Snoring: Serious or Merely Annoying?
“Laugh and the world laughs with you; snore and you sleep alone,” said British novelist Anthony Burgess, who may or may not have been speaking from experience.
Lori Valentine, RN, respiratory therapist and director of Memorial’s Home Services Durable Medical Equipment, explains that snoring is caused by a collapse of the upper airway, which can happen because of excess tissue in the upper neck area or a loosening of muscle in the neck area that causes an obstruction.
Consequences of snoring can range from annoying to more serious:
- Your partner makes you sleep on the couch every night.
- You suffer from sleepiness or irritability during the day.
- You have trouble concentrating.
- Your breathing stops and starts periodically through the night, which undermines sleep quality and indicates sleep apnea.
For the occasional snorer, sleeping on your side or keeping your head elevated on a wedge pillow might help. However, for consistent and loud snorers, sleep apnea might be a culprit that should not be ignored. Research indicates that 85 percent of people who have sleep apnea remain undiagnosed. The best response to snoring is to visit your primary care physician, who may recommend a sleep study.

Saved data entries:
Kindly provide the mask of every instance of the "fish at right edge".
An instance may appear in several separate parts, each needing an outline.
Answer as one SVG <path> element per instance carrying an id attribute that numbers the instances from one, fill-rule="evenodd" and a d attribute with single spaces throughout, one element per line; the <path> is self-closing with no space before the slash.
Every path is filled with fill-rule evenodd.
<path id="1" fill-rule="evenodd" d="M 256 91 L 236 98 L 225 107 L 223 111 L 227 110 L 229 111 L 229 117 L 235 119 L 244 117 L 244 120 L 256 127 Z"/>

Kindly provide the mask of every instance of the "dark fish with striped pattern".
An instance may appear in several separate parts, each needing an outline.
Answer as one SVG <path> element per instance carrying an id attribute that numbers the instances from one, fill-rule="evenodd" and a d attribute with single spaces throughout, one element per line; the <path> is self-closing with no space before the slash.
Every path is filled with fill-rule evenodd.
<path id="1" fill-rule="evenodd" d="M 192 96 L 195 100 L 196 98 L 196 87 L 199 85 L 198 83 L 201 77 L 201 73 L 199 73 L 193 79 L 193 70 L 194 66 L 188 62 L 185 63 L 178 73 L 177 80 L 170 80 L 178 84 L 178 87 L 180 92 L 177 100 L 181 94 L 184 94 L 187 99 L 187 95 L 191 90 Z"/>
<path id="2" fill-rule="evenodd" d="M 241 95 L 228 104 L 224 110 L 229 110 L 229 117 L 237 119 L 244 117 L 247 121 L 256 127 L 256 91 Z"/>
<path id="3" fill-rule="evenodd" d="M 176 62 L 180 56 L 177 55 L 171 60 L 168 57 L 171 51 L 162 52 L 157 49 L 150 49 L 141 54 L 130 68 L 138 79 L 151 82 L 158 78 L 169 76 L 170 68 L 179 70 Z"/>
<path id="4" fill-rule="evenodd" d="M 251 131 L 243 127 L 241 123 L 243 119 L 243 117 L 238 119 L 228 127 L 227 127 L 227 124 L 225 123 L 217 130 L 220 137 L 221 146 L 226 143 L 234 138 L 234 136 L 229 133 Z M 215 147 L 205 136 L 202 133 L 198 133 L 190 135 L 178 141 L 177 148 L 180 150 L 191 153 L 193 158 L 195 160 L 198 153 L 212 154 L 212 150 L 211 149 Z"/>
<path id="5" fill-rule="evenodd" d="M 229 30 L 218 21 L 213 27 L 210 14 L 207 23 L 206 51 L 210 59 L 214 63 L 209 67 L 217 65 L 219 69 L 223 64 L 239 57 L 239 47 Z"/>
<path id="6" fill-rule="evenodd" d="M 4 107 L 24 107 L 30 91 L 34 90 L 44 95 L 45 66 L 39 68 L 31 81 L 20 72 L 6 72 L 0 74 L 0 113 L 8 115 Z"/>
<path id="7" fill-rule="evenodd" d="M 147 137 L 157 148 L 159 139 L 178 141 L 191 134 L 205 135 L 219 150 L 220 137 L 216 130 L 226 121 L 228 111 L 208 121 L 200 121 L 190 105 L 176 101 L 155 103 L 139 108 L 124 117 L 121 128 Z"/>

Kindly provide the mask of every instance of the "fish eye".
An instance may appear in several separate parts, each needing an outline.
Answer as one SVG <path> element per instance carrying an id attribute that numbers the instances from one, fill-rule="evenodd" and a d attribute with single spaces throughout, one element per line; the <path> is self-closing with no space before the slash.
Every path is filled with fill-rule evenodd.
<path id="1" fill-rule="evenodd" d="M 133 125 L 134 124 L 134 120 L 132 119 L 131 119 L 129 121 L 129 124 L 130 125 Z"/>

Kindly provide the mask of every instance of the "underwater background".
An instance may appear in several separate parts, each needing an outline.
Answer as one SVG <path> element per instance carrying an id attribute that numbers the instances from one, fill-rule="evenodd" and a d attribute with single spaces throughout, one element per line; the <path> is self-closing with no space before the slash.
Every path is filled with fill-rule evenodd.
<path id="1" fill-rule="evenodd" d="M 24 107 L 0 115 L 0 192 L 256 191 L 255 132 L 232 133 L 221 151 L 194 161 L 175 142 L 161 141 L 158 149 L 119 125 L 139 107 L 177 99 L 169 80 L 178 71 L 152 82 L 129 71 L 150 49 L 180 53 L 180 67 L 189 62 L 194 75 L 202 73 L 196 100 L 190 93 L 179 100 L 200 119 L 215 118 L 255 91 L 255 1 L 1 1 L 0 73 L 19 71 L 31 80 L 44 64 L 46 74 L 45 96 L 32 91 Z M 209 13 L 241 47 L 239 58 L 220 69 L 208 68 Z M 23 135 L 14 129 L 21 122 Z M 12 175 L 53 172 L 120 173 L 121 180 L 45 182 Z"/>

● TASKS
**A.** According to the snoring article, what percentage of people who have sleep apnea remain undiagnosed?
**B.** Carry on the snoring article from its final sentence.

● RESPONSES
**A.** 85 percent.

**B.**
Initial sleep studies can now be done at a Sleep Disorder Center or at home (although home testing is not covered by some insurance plans). If a home test indicates sleep apnea, an appointment at the sleep disorder center will still be required to determine the best course of action.
The main thing is to take that first step.
“It’s important to talk with your primary care physician,” Valentine says. “Sleep apnea can cause other health issues that multiply, including high blood pressure and diabetic complications. The bottom line is, good rest leads to good health.”